:: EXERCISE OBJECTIVE ::
Print the lines below exactly as they appear, from the line with "of the standing" to the line with "column 247, row 639", including both of those lines.

(Excerpts of pointing data)
☆ ☆ ☆ ☆ ☆ ☆ ☆
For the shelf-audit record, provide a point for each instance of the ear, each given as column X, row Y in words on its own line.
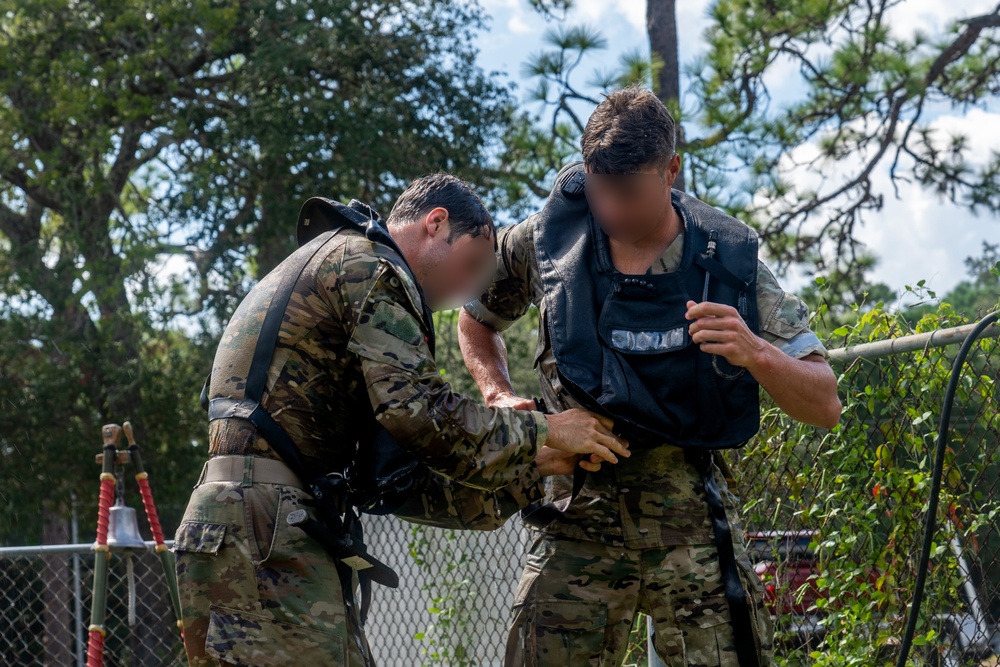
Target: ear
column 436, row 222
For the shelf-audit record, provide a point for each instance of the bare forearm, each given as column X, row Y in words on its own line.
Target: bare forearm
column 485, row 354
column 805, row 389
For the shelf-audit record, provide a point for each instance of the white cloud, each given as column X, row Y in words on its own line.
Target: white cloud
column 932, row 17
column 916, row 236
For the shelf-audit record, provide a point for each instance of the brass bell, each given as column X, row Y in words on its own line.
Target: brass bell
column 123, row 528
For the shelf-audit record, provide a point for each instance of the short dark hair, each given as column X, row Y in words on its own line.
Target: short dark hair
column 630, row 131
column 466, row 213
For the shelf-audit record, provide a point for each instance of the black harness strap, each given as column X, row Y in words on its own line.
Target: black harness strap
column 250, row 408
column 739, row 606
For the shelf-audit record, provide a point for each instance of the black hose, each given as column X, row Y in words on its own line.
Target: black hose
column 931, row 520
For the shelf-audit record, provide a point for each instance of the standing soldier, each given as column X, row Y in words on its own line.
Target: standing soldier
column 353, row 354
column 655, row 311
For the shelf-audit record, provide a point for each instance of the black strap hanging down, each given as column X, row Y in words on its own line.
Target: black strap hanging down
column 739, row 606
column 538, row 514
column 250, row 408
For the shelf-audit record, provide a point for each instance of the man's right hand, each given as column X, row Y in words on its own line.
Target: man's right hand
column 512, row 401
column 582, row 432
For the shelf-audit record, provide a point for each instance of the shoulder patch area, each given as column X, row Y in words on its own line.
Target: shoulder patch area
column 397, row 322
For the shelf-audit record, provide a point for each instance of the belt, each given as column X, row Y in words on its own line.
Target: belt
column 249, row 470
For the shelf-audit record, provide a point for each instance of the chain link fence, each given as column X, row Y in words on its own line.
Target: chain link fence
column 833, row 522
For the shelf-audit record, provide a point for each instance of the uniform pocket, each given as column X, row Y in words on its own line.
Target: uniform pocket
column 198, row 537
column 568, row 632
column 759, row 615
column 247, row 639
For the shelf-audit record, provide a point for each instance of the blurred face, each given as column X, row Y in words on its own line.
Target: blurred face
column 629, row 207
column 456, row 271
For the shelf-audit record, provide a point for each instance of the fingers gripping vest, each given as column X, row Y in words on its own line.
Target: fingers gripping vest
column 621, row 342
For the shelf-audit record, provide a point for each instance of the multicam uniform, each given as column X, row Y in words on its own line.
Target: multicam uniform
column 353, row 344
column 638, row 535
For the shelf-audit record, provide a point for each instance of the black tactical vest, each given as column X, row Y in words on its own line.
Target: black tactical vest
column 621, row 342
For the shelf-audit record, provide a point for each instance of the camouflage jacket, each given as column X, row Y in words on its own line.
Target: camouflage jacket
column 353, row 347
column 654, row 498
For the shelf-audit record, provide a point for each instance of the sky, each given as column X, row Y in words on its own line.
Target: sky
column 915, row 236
☆ ☆ ☆ ☆ ☆ ☆ ☆
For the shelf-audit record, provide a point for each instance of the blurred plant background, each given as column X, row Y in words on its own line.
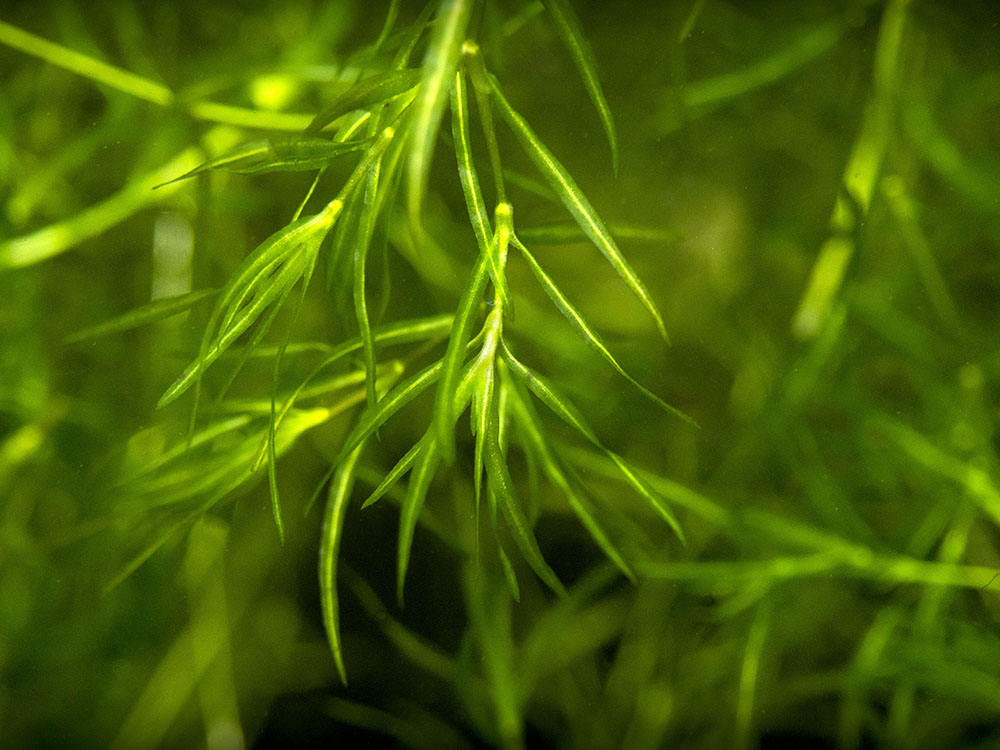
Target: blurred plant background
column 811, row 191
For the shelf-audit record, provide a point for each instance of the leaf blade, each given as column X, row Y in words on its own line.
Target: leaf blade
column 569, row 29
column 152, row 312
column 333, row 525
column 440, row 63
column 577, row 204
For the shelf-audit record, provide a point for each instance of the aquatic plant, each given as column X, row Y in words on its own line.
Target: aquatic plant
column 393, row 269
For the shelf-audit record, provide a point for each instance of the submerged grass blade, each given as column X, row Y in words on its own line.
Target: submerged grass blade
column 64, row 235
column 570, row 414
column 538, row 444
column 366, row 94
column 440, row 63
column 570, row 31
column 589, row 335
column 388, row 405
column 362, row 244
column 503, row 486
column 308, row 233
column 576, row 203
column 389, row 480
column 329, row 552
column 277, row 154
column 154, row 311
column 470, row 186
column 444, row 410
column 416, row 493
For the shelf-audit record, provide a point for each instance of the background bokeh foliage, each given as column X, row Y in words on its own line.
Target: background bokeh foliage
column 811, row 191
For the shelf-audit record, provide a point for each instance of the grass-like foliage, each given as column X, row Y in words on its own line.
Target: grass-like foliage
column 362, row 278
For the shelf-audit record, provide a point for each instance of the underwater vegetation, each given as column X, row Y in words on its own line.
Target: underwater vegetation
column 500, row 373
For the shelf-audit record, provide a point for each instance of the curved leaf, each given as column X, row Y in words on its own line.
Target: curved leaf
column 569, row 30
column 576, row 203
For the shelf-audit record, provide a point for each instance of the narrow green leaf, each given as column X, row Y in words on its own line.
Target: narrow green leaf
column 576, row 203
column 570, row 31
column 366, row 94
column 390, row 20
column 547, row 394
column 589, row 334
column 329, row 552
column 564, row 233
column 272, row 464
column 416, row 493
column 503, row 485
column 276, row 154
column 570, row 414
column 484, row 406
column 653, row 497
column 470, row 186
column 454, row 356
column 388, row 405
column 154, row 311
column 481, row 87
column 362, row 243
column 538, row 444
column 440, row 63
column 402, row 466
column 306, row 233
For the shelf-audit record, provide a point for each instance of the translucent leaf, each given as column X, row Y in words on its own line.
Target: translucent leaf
☆ ☆ ☆ ☆ ☆ ☆ ☆
:: OUTPUT FOR THIS EXERCISE ::
For the shelf-audit record, provide a point for each instance of the standing soldier, each given as column X, row Y in words on its own line.
Target: standing soldier
column 353, row 354
column 655, row 311
For the shelf-audit record, provide a point for each instance of the black strap hanging down, each given as column X, row Y in words on its own line.
Target: black strap hanging down
column 739, row 606
column 538, row 514
column 250, row 408
For the shelf-audit record, provide a point for each instance of the man's right hand, each given as column X, row Y in words on its own line.
Target: man's right hand
column 512, row 401
column 582, row 432
For the shelf-audit record, provide a point for each instance of the shoulder patch area, each given as column X, row Y in words on its own line.
Target: shoulder patch area
column 397, row 322
For the shelf-audit record, provide a point for each instance of the belt, each given as column X, row Y in words on its own line.
Target: belt
column 249, row 470
For the shelf-audit record, provide a point for each instance of the chain link fence, each given as column X, row Y in words on its own line.
Target: chain link fence
column 833, row 522
For the shelf-audit record, provide a point for each instance of the uniform pocket, each given as column X, row Y in words on its own line.
Target: uniform pocket
column 198, row 537
column 568, row 632
column 759, row 615
column 247, row 639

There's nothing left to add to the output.